* Records *
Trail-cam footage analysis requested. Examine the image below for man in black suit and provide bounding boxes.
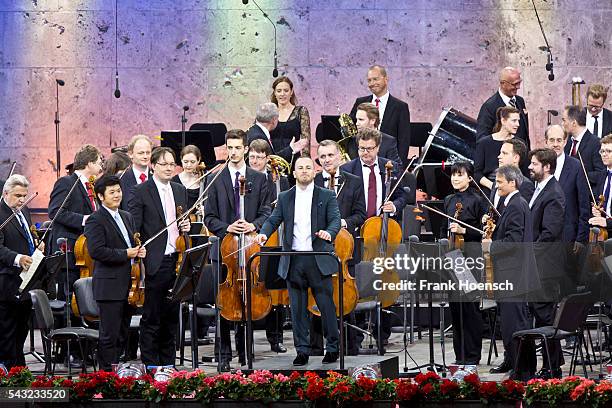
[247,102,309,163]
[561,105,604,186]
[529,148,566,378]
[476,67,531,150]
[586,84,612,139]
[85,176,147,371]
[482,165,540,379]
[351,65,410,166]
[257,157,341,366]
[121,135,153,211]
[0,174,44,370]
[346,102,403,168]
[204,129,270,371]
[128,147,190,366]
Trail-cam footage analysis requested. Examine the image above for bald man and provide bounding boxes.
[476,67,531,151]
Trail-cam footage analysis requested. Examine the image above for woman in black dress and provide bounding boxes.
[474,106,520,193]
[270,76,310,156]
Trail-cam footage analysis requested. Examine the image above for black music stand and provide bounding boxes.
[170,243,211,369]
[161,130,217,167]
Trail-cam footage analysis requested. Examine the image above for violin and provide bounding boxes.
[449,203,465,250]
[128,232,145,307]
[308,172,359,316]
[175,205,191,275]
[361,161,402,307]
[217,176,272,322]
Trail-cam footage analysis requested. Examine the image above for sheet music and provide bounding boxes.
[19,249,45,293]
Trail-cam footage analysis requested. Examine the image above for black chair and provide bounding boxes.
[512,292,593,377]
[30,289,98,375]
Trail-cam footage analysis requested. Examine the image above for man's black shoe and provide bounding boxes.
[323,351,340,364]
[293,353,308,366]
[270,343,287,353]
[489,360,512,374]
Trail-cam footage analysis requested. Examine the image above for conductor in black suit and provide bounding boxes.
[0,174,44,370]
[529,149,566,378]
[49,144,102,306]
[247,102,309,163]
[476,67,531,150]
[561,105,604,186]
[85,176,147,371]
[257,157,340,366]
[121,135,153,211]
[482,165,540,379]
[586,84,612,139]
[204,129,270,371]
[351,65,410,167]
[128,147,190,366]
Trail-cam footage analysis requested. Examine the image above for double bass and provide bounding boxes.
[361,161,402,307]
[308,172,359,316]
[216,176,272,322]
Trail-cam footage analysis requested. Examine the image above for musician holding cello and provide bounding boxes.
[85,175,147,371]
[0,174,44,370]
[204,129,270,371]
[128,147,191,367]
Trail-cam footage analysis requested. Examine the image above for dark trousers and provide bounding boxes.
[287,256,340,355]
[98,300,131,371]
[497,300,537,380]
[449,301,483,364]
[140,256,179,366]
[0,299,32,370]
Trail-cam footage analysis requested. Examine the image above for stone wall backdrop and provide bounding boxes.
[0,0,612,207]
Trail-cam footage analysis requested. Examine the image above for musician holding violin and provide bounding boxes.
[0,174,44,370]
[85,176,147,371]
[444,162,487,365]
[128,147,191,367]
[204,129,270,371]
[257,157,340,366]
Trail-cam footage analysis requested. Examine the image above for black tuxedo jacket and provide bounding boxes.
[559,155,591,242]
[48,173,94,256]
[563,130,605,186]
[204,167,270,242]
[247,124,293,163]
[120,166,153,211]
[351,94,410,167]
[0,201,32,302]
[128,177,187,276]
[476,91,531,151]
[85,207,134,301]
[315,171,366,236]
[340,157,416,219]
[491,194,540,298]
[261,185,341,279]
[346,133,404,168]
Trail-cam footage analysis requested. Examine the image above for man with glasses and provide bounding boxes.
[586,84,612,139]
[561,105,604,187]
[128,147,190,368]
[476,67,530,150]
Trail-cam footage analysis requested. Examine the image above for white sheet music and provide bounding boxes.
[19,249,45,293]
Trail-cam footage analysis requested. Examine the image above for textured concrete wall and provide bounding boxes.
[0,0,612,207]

* Instructions for the task *
Format the items from the start through the line with "[217,176,272,322]", inclusive, as a two-column CSV with the headers label_query and boxes. Give one row per item text, with that text and its answer each in one quoted field, line breaks changed to spaces, and the pictures left out.

* Answer to the exercise *
label_query,boxes
"Trail-cam footage analysis requested. Examine the image below for man in black suit and provide bounding boxes.","[247,102,309,163] [561,105,604,186] [529,148,566,378] [476,67,531,150] [586,84,612,139] [85,176,147,371] [482,165,540,379] [351,65,410,166] [257,157,341,366] [121,135,153,211] [0,174,44,370] [346,102,403,168] [204,129,270,371] [128,147,190,366]"
"Trail-cam footage analysis requested. Examine the image above for bald man and provide bounding boxes.","[476,67,531,151]"
"Trail-cam footage analysis requested. Examine the image above for woman in black dress and provide bounding boxes.","[474,106,520,193] [270,76,310,156]"
"Trail-cam footage analysis requested. Examine the image above for black music stand and provide bounding boxes.","[170,243,211,369] [161,130,217,167]"
"Trail-cam footage analysis requested. Examine the image above for violin and provide bounding boxes.","[449,203,465,250] [128,232,145,307] [308,172,359,316] [175,205,191,275] [361,161,402,307] [217,176,272,322]"